## Exercise details
For each record that follows, give it back exactly, with no pictures included.

## Supplied records
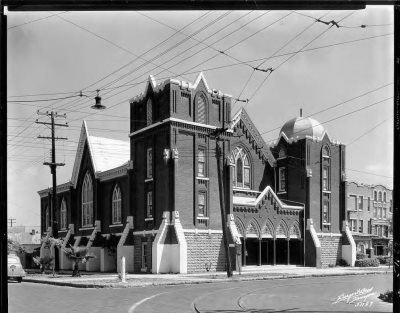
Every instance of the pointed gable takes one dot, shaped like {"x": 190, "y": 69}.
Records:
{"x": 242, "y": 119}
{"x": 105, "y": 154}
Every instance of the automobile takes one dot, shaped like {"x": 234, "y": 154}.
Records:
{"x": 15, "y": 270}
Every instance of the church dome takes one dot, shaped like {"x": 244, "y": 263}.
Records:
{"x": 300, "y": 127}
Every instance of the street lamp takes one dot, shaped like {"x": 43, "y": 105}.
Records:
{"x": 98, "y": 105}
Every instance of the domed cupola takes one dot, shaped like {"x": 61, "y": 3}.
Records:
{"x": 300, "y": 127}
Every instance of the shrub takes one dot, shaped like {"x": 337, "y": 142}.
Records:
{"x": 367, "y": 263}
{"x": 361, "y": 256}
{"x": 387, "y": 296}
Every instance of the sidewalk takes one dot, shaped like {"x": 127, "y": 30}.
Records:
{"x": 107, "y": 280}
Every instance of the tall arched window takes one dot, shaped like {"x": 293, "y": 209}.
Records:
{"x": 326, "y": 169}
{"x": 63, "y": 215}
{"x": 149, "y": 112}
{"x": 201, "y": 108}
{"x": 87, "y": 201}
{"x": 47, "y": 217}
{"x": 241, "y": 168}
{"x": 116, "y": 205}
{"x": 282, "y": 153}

## Exercise output
Every instance of the pointed gable takes one dot, shaped like {"x": 190, "y": 69}.
Records:
{"x": 242, "y": 119}
{"x": 105, "y": 154}
Every instance of the automobile takes one dot, shaped like {"x": 234, "y": 154}.
Records:
{"x": 15, "y": 270}
Every instance of the church dome takes one dot, shaped like {"x": 244, "y": 263}.
Records:
{"x": 300, "y": 127}
Every instance of the street lamp takes one dot, shaped like {"x": 43, "y": 105}.
Records:
{"x": 98, "y": 105}
Every instance of the domed cupola takes one dot, shaped like {"x": 61, "y": 3}.
Records:
{"x": 300, "y": 127}
Every instance of the shrub takes one dot, shaped like {"x": 337, "y": 142}.
Records:
{"x": 367, "y": 263}
{"x": 361, "y": 256}
{"x": 387, "y": 296}
Every instance of the sidewalk takes one dot, shaped like {"x": 127, "y": 30}.
Records:
{"x": 107, "y": 280}
Every instance of the tall arched window takes one dot, shaped like {"x": 293, "y": 209}.
Records:
{"x": 326, "y": 169}
{"x": 63, "y": 215}
{"x": 149, "y": 112}
{"x": 201, "y": 108}
{"x": 87, "y": 201}
{"x": 47, "y": 217}
{"x": 241, "y": 168}
{"x": 116, "y": 205}
{"x": 282, "y": 153}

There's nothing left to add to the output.